■ Passage:
British Columbia is blessed with an abundance of lakes found throughout all areas of the province. In particular, the central and southern interior regions of B.C. are well endowed with small highly productive lakes that offer tremendous trout fishing opportunities matched by very few other places in the world. Learning how to successfully fly fish these rich natural resources will add to your outdoor experience.

The first lesson to learn is understanding where trout live in a lake. It is often said that trout are a lot easier to locate in rivers and streams because of the easily distinguished habitat structure of pools, riffles, runs and flats. Lakes on the other hand, do not show their internal structure as easily and trout are not under the influence of current, which in moving waters dictate where they can live. A typical small lake is shaped like a shallow soup bowl. Shallow water extends out from the shoreline and gradually gets deeper until reaching the deep section or "bowl" of the lake. The transition zone between shallow and very deep water is called the "drop-off." Each part of the lake plays an important role in the overall ecology of the water body.

■ Entries shown:

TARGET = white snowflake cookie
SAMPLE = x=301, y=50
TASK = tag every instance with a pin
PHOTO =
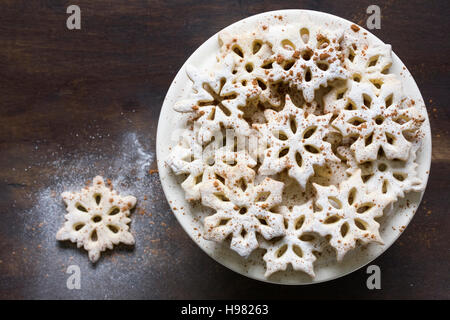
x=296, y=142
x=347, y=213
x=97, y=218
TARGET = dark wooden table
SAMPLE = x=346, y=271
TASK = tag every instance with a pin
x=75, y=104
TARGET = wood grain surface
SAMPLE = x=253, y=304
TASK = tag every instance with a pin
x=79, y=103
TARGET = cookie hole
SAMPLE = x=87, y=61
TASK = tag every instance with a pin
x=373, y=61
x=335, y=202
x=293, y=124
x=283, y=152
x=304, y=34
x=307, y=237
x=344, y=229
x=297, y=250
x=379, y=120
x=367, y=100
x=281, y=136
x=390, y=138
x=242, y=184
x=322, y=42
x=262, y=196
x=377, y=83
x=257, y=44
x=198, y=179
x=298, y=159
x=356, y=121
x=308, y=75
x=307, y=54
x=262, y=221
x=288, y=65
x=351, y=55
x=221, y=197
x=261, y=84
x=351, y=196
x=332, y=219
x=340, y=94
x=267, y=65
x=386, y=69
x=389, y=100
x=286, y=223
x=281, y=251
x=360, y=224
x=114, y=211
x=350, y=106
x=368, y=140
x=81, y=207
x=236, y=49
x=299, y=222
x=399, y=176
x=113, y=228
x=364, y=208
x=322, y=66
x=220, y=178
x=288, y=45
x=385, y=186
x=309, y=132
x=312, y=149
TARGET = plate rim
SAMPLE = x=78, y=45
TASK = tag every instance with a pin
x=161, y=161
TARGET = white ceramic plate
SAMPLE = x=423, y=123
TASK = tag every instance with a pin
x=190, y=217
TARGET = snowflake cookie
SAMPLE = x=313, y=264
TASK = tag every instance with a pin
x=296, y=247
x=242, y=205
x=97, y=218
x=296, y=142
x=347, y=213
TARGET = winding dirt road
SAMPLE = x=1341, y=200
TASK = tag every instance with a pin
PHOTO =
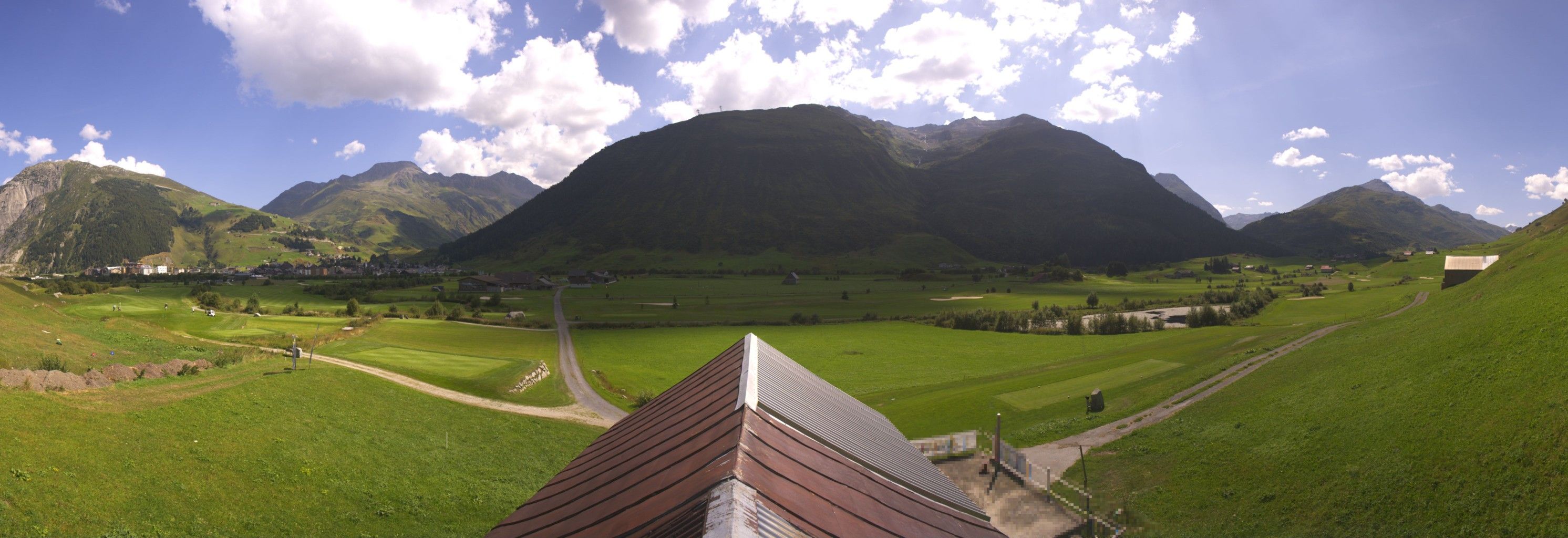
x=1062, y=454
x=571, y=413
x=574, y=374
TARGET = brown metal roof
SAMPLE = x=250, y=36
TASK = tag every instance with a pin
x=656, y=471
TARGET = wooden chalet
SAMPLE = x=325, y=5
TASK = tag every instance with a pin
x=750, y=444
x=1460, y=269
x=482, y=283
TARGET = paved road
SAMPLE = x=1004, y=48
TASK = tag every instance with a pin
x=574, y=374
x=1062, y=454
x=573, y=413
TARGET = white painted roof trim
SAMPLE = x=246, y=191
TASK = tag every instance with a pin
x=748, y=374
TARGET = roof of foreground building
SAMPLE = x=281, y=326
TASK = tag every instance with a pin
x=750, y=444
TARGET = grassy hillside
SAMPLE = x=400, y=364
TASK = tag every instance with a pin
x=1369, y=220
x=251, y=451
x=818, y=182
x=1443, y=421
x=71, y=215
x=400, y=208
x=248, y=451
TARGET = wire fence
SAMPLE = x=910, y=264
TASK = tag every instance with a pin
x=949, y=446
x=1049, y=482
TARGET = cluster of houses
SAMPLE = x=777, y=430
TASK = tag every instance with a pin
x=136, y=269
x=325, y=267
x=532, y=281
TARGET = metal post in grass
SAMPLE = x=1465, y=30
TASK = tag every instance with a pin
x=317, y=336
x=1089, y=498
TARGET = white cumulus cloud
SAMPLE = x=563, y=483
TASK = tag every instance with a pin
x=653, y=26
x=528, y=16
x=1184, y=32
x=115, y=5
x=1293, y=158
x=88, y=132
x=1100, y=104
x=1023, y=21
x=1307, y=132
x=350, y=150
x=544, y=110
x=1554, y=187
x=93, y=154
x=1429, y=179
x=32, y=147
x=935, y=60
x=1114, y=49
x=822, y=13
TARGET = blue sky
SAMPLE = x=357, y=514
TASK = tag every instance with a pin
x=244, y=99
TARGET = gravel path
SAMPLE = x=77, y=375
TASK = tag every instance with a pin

==

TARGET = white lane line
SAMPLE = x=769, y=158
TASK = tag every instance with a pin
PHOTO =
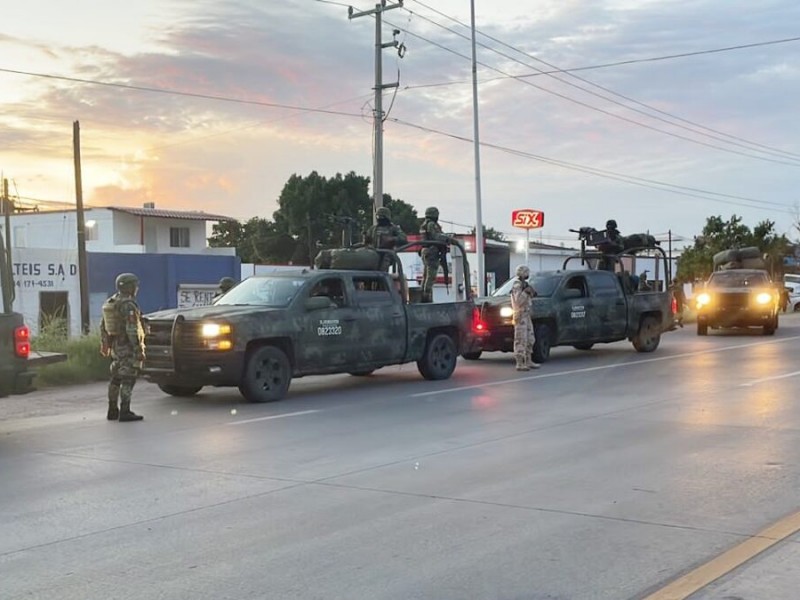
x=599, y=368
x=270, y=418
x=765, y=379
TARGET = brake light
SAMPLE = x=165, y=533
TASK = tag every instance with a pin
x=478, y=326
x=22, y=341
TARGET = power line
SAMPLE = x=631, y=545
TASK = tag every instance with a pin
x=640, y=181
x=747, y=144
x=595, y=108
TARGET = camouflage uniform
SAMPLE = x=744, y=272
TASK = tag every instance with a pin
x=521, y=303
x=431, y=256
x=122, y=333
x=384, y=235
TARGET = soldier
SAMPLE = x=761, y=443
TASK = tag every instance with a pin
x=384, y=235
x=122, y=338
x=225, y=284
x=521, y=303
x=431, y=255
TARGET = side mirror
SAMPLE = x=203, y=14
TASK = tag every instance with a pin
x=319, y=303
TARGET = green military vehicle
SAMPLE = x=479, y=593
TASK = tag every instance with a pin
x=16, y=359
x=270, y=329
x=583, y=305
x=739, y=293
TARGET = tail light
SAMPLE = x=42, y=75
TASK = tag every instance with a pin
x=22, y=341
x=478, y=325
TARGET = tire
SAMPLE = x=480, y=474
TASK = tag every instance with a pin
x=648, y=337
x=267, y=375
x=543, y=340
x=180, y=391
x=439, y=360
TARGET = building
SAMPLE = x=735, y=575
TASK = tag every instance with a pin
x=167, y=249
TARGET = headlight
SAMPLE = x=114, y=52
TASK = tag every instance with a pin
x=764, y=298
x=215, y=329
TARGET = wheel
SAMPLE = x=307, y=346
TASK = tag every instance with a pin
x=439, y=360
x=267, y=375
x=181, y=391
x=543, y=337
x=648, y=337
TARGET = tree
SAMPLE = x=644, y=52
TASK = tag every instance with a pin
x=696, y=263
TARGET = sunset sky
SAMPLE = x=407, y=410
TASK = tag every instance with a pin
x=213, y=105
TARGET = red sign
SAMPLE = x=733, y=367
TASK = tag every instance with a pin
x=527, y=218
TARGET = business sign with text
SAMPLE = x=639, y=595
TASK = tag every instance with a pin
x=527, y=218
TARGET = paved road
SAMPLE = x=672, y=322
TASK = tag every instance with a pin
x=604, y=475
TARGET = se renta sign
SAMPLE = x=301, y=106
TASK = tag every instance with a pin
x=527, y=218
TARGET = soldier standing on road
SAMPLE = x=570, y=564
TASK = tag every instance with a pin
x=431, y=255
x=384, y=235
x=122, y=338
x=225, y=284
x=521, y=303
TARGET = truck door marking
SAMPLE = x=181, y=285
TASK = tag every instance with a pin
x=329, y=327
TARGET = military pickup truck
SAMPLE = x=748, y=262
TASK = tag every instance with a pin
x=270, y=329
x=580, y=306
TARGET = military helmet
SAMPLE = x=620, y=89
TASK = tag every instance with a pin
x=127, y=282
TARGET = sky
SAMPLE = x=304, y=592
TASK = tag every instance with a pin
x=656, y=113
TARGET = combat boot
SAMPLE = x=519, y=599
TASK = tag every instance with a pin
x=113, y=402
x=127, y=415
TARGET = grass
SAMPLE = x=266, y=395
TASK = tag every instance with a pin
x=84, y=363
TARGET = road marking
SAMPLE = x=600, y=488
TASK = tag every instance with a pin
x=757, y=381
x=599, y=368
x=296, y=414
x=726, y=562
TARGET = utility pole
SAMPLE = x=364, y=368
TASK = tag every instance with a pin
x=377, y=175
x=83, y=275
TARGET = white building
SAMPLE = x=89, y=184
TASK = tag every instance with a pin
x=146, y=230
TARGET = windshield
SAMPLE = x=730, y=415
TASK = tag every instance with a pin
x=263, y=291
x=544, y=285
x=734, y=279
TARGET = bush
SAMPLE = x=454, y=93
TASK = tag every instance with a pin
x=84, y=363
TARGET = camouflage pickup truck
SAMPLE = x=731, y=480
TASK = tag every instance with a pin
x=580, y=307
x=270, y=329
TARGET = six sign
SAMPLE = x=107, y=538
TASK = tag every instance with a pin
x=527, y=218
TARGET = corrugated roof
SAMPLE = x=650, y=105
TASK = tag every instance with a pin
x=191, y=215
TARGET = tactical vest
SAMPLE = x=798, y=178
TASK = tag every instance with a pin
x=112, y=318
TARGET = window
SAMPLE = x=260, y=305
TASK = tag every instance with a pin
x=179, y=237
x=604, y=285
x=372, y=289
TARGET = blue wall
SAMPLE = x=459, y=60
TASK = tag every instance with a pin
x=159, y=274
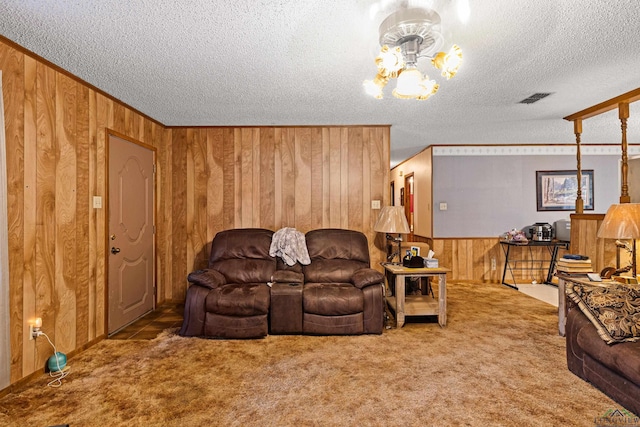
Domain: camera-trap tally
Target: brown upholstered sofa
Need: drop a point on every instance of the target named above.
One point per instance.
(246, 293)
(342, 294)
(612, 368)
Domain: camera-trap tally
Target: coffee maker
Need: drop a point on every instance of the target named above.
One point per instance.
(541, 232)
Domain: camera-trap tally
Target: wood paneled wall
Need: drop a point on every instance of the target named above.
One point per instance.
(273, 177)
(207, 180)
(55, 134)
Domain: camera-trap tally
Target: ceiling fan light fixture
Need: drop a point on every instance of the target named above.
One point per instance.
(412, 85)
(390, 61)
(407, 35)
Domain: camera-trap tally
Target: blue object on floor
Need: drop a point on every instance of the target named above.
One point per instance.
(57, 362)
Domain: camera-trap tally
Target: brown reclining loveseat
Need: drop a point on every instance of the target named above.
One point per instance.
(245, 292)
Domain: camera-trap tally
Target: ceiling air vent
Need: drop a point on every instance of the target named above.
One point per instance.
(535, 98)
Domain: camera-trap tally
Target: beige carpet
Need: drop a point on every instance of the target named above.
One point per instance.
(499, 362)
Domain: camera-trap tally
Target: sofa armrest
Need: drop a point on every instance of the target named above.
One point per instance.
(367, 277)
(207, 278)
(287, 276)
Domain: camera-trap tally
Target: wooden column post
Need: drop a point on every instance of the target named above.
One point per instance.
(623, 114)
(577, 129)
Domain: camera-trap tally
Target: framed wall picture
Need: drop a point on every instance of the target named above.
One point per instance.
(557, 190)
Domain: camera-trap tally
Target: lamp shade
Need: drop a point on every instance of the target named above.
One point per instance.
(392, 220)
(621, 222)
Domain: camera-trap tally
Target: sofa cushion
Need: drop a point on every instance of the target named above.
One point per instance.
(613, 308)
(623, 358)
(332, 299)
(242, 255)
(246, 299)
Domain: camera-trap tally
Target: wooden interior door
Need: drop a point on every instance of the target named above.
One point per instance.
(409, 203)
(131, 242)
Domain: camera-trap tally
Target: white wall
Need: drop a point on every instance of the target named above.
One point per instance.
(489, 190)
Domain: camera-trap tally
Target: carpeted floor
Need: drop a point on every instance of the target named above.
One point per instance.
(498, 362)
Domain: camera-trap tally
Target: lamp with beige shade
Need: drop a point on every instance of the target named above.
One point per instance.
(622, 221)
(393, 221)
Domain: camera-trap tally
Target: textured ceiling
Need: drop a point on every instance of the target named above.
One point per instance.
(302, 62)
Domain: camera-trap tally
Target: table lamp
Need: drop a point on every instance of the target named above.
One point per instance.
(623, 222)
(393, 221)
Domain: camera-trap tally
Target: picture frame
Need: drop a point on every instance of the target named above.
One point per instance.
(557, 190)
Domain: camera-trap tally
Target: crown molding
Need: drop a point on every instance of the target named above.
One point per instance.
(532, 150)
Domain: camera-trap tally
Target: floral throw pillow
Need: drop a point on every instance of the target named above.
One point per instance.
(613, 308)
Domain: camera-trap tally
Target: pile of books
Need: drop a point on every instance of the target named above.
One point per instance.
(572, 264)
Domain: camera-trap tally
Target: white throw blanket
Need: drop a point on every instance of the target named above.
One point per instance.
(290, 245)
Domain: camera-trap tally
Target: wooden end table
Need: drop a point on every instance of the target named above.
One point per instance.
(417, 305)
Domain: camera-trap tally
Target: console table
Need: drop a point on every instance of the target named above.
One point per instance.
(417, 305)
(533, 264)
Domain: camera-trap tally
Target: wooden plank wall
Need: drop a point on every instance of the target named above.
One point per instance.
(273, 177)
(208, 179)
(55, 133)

■ Questions:
1. In the passage about fly fishing British Columbia lakes, what is the transition zone between shallow and very deep water called?
2. List the habitat structures that the passage about fly fishing British Columbia lakes says make trout easier to locate in rivers and streams.
3. Carry on the passage about fly fishing British Columbia lakes, starting right after its last sentence.

■ Results of the exercise:
1. It is called the "drop-off."

2. Pools, riffles, runs and flats.

3.
The shallow water/shoreline area where water is less than 0.5 metres deep is very productive aquatic invertebrate (bug) and juvenile trout habitat. This very shallow zone is often overgrown with aquatic vegetation which provides the habitat for fish and fish food. Larger trout do not often venture into this very shallow water as they are very vulnerable to predators and for most of the summer months this water is too warm to stay in for any length of time. As this shallow zone deepens to approximately the six to 8 metre depth it is referred to as the shoal or littoral zone. Sunlight or photosynthesis can penetrate to the lake bottom at these depths. The actual amount of shoal area in a lake is determined by the clarity of the water. Clearer water means deeper sunlight penetration. Light penetrating to the lake bottom allows green plants to grow which in turn provides habitat for both trout and their food sources (insects). Common aquatic plants found growing on the shoals of interior lakes include chara, milfoil, potamogeton, longstem bulrush, cattails and lily pads. Therefore, it is safe to say that the majority of trout feeding activity occurs on the shoal or at the edge of the shoal (the drop-off).

In clear water lakes the drop-off is easily identified as that zone where you can no longer see the bottom. This transition zone offers good fish and fish food habit as photosynthesis is still occurring and it also provides deeper, cooler water for trout to escape to during the hot summer months when the shallower shoal zone becomes too warm during the daylight hours.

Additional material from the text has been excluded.